Retype exactly the lines that run from the line with "man in yellow" to the final line of the entries, keeping both ends and nothing else.
+--
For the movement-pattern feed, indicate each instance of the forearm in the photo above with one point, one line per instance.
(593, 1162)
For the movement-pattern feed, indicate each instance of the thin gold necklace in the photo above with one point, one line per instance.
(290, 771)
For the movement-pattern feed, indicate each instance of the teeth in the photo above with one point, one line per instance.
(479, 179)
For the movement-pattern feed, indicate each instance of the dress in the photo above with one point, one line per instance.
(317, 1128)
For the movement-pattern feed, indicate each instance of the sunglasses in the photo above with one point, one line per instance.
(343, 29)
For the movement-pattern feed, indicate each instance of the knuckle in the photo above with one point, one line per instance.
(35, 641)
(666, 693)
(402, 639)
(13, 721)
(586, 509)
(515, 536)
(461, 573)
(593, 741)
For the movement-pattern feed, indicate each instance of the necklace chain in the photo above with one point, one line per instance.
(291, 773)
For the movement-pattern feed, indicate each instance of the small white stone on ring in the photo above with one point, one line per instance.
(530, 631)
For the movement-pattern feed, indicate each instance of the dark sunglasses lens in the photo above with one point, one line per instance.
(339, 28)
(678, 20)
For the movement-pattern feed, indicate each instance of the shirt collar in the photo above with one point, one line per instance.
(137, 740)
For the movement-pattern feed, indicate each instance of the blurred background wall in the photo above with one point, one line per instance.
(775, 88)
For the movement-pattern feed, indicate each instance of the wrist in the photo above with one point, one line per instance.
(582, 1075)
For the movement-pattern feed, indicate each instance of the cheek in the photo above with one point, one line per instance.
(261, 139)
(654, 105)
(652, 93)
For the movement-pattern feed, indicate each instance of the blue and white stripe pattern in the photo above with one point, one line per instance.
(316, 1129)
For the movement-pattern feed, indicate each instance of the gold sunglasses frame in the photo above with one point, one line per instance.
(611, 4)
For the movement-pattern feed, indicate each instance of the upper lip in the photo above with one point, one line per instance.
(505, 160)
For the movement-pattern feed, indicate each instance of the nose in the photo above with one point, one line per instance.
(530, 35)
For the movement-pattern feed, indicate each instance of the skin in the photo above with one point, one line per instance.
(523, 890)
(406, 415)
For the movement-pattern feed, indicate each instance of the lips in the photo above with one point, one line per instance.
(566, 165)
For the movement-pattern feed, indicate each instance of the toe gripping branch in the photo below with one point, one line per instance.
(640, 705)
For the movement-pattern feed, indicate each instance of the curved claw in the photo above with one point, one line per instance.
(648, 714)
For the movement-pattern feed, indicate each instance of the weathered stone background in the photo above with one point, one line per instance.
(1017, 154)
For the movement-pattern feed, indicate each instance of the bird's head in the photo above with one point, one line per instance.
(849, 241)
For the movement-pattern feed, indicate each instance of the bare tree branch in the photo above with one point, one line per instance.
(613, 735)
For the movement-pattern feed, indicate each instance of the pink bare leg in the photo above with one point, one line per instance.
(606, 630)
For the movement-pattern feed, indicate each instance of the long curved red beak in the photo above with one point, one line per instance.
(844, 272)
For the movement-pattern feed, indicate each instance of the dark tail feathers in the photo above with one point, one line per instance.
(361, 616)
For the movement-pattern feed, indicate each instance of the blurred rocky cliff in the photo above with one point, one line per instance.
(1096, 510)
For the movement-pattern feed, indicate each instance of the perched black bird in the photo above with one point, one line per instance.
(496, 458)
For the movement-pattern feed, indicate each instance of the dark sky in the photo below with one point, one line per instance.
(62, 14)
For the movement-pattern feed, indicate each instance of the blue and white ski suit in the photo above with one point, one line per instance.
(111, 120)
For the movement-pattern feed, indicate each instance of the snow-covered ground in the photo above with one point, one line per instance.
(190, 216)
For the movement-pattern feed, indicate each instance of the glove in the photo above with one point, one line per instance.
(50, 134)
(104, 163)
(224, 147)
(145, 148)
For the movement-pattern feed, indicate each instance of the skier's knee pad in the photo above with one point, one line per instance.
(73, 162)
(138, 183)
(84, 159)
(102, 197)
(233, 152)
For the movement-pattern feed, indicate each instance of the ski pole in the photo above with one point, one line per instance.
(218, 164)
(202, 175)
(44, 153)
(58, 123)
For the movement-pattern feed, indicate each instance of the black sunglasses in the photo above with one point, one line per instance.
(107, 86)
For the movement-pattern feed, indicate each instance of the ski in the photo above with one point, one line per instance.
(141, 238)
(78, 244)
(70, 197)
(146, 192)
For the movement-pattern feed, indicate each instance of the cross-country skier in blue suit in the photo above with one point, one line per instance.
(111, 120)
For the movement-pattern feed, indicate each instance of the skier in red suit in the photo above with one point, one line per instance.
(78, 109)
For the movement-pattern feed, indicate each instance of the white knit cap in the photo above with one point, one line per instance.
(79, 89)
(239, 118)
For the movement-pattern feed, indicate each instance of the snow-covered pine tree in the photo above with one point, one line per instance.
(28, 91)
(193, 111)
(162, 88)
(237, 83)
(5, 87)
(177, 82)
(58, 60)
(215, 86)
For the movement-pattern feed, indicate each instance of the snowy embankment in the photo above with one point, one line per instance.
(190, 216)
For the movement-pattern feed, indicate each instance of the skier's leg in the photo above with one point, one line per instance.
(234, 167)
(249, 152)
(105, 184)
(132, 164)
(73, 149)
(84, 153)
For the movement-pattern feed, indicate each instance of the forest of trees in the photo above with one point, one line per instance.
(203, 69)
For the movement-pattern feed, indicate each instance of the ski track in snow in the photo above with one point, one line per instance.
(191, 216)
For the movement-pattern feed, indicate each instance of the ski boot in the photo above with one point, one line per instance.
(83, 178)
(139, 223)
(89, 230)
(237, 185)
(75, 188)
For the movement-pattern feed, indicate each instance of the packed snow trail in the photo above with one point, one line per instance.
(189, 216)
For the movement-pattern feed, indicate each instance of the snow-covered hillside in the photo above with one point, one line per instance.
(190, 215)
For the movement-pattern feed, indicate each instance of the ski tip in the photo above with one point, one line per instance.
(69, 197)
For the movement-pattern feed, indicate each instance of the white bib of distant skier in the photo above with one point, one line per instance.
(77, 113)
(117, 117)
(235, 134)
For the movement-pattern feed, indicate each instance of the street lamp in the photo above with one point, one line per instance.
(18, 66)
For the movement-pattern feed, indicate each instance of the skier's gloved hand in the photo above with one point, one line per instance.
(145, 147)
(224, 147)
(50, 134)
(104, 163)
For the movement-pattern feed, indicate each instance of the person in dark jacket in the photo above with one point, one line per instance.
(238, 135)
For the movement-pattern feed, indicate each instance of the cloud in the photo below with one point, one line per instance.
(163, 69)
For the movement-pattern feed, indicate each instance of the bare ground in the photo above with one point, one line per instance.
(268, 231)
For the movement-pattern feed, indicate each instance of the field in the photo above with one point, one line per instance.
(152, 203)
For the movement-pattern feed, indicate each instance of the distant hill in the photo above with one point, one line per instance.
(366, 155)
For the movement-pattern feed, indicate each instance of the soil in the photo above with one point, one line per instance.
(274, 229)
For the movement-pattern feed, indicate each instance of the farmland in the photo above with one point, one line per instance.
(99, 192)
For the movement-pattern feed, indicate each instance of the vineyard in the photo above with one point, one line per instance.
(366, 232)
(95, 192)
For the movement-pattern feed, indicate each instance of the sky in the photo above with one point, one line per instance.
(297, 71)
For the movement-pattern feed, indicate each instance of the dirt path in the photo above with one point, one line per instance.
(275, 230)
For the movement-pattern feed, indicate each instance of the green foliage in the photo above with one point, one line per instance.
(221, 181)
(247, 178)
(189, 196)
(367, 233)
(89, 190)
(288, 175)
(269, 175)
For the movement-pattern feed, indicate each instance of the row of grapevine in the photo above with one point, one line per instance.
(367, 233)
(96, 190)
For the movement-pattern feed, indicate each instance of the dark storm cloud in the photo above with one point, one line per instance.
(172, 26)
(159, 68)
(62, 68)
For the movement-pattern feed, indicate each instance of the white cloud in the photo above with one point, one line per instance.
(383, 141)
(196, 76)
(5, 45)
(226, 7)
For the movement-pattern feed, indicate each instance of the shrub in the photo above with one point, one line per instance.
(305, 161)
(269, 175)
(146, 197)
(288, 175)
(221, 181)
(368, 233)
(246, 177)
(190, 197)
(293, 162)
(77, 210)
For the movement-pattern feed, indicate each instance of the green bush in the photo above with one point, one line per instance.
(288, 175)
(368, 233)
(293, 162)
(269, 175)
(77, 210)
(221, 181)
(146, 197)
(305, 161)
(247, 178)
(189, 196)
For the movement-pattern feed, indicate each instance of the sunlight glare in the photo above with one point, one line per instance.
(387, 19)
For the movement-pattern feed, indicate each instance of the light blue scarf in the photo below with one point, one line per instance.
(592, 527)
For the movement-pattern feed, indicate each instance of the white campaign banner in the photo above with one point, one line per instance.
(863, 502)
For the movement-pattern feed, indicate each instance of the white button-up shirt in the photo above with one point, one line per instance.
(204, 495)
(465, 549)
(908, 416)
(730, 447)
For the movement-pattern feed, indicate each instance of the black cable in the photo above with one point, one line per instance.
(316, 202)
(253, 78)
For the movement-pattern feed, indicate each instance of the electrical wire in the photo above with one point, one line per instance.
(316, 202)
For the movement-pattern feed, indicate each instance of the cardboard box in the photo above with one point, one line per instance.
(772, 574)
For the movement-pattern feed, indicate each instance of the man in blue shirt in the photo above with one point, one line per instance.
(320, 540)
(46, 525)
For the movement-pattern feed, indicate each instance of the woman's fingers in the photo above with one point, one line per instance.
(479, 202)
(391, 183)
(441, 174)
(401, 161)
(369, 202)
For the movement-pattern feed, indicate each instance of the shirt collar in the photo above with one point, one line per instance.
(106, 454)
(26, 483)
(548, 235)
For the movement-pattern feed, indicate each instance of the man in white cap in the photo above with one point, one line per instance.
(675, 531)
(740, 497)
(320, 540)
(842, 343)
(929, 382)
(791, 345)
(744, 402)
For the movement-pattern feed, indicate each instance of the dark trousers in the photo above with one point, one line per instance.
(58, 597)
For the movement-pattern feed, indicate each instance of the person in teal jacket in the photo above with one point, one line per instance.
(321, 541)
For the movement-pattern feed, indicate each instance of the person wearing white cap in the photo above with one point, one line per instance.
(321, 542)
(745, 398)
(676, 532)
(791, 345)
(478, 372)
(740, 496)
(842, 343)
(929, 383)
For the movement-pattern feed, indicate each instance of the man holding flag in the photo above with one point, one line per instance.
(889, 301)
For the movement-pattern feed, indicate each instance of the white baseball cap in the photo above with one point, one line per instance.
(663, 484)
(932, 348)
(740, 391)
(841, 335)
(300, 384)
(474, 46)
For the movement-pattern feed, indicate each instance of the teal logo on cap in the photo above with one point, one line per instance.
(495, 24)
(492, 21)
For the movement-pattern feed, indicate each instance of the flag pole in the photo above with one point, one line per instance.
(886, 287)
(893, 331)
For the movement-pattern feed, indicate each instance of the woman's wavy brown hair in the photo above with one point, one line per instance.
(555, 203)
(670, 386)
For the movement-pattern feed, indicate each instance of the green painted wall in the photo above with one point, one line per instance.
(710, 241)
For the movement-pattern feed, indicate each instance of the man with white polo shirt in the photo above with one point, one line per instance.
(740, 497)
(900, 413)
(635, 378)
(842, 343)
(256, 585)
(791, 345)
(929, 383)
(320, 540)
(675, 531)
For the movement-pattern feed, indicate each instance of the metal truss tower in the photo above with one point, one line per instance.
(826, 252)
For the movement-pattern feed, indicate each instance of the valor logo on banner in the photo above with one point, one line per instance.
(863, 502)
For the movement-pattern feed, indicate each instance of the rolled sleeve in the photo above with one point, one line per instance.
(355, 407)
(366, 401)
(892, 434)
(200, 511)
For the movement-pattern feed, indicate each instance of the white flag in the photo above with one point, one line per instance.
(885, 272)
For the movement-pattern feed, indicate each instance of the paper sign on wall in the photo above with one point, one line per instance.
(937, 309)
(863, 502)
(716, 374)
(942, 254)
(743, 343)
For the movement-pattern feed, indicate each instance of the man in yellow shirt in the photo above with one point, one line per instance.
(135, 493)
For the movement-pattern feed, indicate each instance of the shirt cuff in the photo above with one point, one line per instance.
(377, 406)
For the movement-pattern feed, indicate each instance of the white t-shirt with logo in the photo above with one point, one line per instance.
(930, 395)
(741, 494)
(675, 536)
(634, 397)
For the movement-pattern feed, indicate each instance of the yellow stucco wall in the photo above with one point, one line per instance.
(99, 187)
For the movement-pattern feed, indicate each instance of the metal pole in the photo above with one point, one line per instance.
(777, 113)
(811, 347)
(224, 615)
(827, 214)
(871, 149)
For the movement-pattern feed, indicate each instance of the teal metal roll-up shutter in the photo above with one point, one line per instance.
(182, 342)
+--
Written solution:
For the movement-pattern feed, indicate each instance of the man in yellow shirt in the photo above with one point, one line per instance.
(135, 493)
For the movement-pattern feed, indicate each instance of the shirt cuff in the photo above with one point, one line per instance.
(377, 406)
For the movement-pattern feed, indicate each instance of the white t-shirt with logo in the photo above with one point, one line per instance.
(930, 395)
(741, 494)
(675, 536)
(634, 397)
For the movement-pattern feed, indicate each instance of the yellow stucco wall in the photo above with one point, one line per instance.
(99, 187)
For the movement-pattern feed, indicate each instance of the metal pole in the photo above with one point, one line per instance.
(777, 113)
(811, 347)
(224, 615)
(827, 214)
(871, 149)
For the movement-pattern feed, indicate each instance of the teal metal roll-up shutter in the photo above with one point, one line per instance.
(182, 342)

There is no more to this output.